■ What the task asks
Copy out the data below verbatim.

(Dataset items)
● ● ● ● ● ● ●
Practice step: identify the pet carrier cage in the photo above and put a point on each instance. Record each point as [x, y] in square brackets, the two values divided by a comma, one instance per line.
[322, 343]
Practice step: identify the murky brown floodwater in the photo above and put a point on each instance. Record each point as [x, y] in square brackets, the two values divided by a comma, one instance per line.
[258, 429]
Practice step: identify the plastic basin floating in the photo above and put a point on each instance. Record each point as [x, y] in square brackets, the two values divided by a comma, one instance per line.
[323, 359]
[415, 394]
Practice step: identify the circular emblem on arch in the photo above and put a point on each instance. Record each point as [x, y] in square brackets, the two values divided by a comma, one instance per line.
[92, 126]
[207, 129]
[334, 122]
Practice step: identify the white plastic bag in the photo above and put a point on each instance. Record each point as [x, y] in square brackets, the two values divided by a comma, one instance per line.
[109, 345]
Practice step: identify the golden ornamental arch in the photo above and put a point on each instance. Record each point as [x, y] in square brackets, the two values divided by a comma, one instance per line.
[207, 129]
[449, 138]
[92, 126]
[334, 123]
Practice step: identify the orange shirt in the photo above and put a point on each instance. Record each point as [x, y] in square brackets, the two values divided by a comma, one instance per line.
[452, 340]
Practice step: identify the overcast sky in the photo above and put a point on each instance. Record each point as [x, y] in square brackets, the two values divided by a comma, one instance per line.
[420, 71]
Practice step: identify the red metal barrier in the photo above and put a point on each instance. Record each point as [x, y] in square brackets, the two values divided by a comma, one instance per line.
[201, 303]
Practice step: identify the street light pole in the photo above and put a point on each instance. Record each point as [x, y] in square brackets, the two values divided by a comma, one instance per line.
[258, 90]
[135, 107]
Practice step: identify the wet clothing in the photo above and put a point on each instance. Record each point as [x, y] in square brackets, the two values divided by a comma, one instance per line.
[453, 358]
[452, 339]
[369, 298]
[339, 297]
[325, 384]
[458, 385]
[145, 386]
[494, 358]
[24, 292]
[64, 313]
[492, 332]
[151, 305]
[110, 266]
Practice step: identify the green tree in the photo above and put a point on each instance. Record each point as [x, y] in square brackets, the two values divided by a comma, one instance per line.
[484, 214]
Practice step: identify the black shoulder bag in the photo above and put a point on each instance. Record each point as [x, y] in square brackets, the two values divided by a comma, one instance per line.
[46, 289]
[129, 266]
● ● ● ● ● ● ●
■ Output of the exercise
Practice step: identify the pet carrier cage in the photo above and put a point on each instance. Record each point as [x, y] in square brackets, the two values divided by a comma, one instance per line.
[322, 343]
Practice step: identify the murky brown floodwater in the photo above and put a point on each instance. Record each point as [x, y] in square brackets, the two values divided by a comma, one instance per line.
[258, 429]
Practice step: identify the plastic basin floating in the photo above and put a point on each instance. Record each point as [x, y] in square brackets, the two values divided by a comma, one instance per line.
[323, 359]
[415, 394]
Practice step: identify the circular emblem on arch in the photo above and put a point on each instance. Record each point as [x, y] in square brackets, the two values divided by a comma, one instance per line.
[92, 126]
[207, 129]
[334, 122]
Practice step: identify the white plastic bag in the photo above and put a point on each instance. Record each point as [x, y] in square brackets, the two values divided by a comma, one instance per line.
[109, 345]
Practice step: identify the golden ornamental arch in the photo above and put a point on each instance. Record each point as [x, y] in square brackets, the two values divided by a comma, one instance per line.
[207, 129]
[449, 138]
[92, 126]
[334, 123]
Practice step: identify the orange shirt in the photo above and put a point on each instance. Record each point as [x, y] in square brackets, the two values divided by a comma, one instance per line.
[452, 340]
Practice step: identify the overcast sky in the photo above and put a point on each instance. Record each point as [x, y] in square brackets, the two values divided by a comma, one instance per line.
[420, 71]
Practice step: identify the red metal barrier in the photo above and put a point on each instance. Record each point as [x, y] in square brackets, the two values divided by a comma, one instance per line.
[201, 303]
Practice step: identify the street light pole in the photo above and put a point on each instance. Record each point as [x, y] in square brackets, the two values divided by a comma, one instance per line.
[258, 90]
[135, 107]
Practice step: identify the wet clothing in the photo above and put a point on each instance. Record each point as [x, y] in square brackets, the two values divided by a comma, one instance per line.
[453, 358]
[452, 339]
[369, 298]
[339, 297]
[325, 384]
[458, 385]
[145, 386]
[494, 358]
[24, 292]
[64, 313]
[492, 332]
[151, 305]
[110, 266]
Practice step: identify the green tree in the photo above and put a point on each instance. Record each point as [x, y] in square brackets, the two values divided by a comma, one instance per line.
[484, 214]
Practice step: identify the black shoulder bag in the photo above and put a point on each instance. Record each point as [x, y] in square brackets, the two values divided by a comma, one instance per line.
[46, 289]
[129, 266]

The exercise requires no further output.